### [Required work]
Could you please repeat all of the entries exactly as written?

### [Stored items from a collection]
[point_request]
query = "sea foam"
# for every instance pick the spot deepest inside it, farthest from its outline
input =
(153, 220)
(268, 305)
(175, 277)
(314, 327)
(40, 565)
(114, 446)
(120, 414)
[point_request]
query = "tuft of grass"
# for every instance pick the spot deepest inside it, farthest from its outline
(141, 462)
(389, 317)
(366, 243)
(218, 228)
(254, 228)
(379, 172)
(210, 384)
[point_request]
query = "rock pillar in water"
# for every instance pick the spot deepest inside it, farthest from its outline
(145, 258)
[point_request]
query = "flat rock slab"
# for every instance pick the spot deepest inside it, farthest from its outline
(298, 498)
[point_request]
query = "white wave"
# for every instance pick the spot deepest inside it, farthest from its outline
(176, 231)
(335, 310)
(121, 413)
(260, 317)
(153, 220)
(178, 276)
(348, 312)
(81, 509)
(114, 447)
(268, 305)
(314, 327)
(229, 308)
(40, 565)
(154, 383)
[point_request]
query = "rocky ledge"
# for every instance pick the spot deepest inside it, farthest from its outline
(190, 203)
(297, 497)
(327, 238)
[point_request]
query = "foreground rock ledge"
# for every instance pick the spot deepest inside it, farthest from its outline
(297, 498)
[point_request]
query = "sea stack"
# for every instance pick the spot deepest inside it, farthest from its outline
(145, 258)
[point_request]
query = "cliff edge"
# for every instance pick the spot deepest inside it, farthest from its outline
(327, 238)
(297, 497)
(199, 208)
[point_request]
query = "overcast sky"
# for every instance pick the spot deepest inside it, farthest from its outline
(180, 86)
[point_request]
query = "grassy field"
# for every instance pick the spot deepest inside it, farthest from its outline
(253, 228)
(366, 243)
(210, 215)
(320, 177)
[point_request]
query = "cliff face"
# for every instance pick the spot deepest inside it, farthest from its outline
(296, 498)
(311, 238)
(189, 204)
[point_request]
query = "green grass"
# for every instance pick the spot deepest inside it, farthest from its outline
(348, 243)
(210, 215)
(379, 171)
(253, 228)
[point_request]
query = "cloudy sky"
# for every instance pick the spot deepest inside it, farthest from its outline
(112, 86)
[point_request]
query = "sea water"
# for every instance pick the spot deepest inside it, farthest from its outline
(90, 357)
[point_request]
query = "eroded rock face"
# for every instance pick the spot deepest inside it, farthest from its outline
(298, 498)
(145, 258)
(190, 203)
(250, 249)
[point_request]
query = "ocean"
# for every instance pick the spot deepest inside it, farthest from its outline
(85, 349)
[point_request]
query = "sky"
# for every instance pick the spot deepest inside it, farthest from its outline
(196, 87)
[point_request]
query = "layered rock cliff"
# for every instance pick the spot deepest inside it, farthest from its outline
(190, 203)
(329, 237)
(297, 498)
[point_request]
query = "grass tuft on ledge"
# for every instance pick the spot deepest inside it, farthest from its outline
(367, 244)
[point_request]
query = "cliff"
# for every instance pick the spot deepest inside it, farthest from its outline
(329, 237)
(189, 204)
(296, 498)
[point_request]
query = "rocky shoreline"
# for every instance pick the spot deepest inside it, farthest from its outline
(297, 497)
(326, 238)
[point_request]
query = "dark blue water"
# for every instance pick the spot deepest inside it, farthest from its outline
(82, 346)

### [Exercise answer]
[point_request]
query = "sea foam"
# for every instance pick the spot deepest inside it, farthest from its outline
input =
(153, 220)
(268, 305)
(175, 277)
(314, 327)
(40, 565)
(114, 446)
(120, 414)
[point_request]
query = "tuft of grass"
# for every instance pick the spot deepest inside it, farthest from its outline
(141, 462)
(389, 317)
(366, 243)
(218, 228)
(254, 228)
(379, 172)
(210, 384)
[point_request]
query = "rock pillar in water"
# for every instance pick the spot deepest inside it, farthest from its outline
(145, 258)
[point_request]
query = "flat rock slab"
# for every instance pick the spot deepest inside it, farthest from its outline
(298, 498)
[point_request]
query = "white wave"
# for every instance pick the spot deepest inside it, farthest from its outline
(176, 231)
(335, 310)
(121, 413)
(260, 317)
(153, 220)
(178, 276)
(348, 312)
(81, 509)
(114, 447)
(268, 305)
(314, 327)
(229, 308)
(40, 565)
(154, 383)
[point_request]
query = "rocky ledge"
# for every instance pick the spot deepest inside it, farthest from its outline
(190, 203)
(297, 497)
(327, 238)
[point_request]
query = "foreground rock ledge"
# for every instance pick the spot deepest inside it, farthest from its outline
(297, 498)
[point_request]
query = "sea stack"
# for every instance pick the spot deepest inside it, farthest from its outline
(145, 258)
[point_request]
query = "cliff edge"
# for every instance pick the spot deepest inside it, farthest from its outline
(327, 238)
(297, 497)
(199, 208)
[point_request]
query = "overcast sky"
# for every instance pick the spot deepest inside it, farthest from its outline
(180, 86)
[point_request]
query = "grassy field"
# for every instance pick the spot deepest inside it, farthest from its outline
(253, 228)
(366, 243)
(210, 215)
(320, 177)
[point_request]
query = "cliff face"
# for every instance pick the spot deepest inside it, farthest from its outline
(296, 498)
(311, 238)
(189, 204)
[point_request]
query = "green grass"
# for every instance pick the spot deepest inside it, farthest from its outline
(348, 243)
(210, 215)
(379, 171)
(253, 228)
[point_request]
query = "cloudy sky"
# for every instance pick the spot deepest inside it, farthest from its outline
(112, 86)
[point_request]
query = "sea water"
# for every instance pick the spot deepest inside it, farthest from its outline
(90, 357)
[point_request]
query = "eroded rock face"
# for every instance pick the spot deepest inside it, farthest from its outline
(298, 498)
(145, 258)
(190, 203)
(250, 249)
[point_request]
query = "ocean"
# for every instance pick the spot deepest inside it, farthest from its outline
(85, 349)
[point_request]
query = "sky"
# for every instance pick the spot deepest inside it, farthest from its outline
(196, 87)
[point_request]
query = "layered rock cliff"
# for every instance pick the spot deepest inside it, farthest from its outline
(190, 203)
(329, 237)
(297, 498)
[point_request]
query = "grass tuft on ledge"
# for every instance pick the spot deepest inside it, farthest from its outline
(367, 244)
[point_request]
query = "cliff"
# for every instance pick the spot deepest inside it, farthest from its outline
(329, 237)
(189, 204)
(296, 498)
[point_request]
query = "rocky shoreline"
# for every instance pick the spot deepest inside it, farthest from its outline
(297, 497)
(326, 238)
[point_request]
query = "dark blue water"
# for every instance pick the spot deepest inside it, farthest from its outline
(82, 346)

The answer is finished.